⍟ Capixaba com ascendência alemã e italiana tem, na biodiversidade brasileira, o maior trunfo da coquetelaria nacional. E, na cachaça, sua principal ferramenta de trabalho
Publicado em 13 de setembro de 2018, às 12 horas.
Nenhuma outra bebida genuinamente brasileira é tão conhecida nas prateleiras de bares mundo afora como a cachaça. A aguardente nacional, embora rica e ímpar no sabor, é uma herança histórica desdenhada mas, nas mãos de Rafael Welbert, torna-se instrumento de valorização de nosso país. Neste Dia Nacional da Cachaça, a história profissional contada a seguir também é digna de ser celebrada.
Nascido em Vitória (ES), foi no exterior que Rafael Welbert deu seus primeiros passos na profissão. Na Itália, país de origem de sua família e também de grandes clássicos da coquetelaria mundial, Welbert fez cursos na área de bar e hospitalidade. Com 20 anos, começou, então, sua carreira atrás da barra. “Me conhecendo melhor, sabendo como eu gostava de conversar e trocar ideias com as pessoas, criar coisas novas, acabei me interessando pela coquetelaria”, relembra.

* _OBJETIVO DO EXERCÍCIO_: Resuma o texto sobre Rafael Welbert e a cachaça em duas frases. Os dados não têm relação com o texto.

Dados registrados
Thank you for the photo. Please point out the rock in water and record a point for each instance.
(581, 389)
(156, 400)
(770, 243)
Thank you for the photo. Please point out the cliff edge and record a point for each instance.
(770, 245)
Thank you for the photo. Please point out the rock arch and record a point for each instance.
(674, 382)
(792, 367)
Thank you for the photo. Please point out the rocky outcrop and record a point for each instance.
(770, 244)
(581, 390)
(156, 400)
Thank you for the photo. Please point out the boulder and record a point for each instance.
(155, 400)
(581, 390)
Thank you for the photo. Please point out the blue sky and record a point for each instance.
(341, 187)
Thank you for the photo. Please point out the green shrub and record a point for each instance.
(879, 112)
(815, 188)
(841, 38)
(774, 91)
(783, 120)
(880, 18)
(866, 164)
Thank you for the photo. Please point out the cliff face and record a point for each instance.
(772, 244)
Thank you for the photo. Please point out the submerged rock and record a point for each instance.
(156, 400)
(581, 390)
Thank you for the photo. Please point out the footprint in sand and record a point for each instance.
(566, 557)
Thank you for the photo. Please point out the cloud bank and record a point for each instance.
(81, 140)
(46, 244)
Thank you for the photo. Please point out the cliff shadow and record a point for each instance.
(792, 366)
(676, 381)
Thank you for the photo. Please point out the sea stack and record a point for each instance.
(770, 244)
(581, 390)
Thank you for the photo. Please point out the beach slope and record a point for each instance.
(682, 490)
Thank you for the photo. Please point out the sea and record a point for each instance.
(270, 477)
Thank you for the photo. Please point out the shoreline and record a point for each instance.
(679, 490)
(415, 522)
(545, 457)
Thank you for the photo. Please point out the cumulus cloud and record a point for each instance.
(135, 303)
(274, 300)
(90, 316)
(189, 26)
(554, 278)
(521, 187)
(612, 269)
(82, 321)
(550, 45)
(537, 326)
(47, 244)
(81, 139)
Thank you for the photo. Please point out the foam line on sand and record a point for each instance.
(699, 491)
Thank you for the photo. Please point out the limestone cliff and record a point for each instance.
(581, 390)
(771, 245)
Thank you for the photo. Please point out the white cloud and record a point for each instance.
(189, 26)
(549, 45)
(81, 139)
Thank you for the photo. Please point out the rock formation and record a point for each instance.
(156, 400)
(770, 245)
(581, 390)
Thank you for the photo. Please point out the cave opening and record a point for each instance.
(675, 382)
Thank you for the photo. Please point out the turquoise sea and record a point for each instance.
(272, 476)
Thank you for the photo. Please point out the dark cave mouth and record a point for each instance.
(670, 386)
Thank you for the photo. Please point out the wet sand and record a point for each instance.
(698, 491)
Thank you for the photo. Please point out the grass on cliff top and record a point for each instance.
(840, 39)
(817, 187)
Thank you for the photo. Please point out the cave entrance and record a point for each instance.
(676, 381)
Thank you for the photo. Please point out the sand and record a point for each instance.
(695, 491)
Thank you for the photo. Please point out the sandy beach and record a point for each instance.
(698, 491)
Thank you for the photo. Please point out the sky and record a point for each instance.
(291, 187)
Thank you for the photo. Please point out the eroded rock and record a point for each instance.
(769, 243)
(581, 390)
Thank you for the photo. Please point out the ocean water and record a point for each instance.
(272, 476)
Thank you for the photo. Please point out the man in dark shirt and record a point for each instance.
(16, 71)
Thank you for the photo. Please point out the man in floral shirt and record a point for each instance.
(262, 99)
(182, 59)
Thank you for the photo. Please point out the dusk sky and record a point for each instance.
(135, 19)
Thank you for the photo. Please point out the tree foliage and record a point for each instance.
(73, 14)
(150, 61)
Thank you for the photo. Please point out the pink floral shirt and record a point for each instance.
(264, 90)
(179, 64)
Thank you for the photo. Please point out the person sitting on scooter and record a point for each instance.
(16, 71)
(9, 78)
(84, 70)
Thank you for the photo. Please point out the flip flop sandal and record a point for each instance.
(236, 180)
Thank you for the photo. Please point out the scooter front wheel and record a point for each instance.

* _RESPOSTA DO PROBLEMA_: A cachaça, bebida brasileira conhecida em bares do mundo todo, é uma herança histórica desdenhada que, nas mãos do capixaba Rafael Welbert, se torna instrumento de valorização do país. Nascido em Vitória (ES), Welbert fez cursos de bar e hospitalidade na Itália, país de origem de sua família, e começou a carreira atrás da barra aos 20 anos.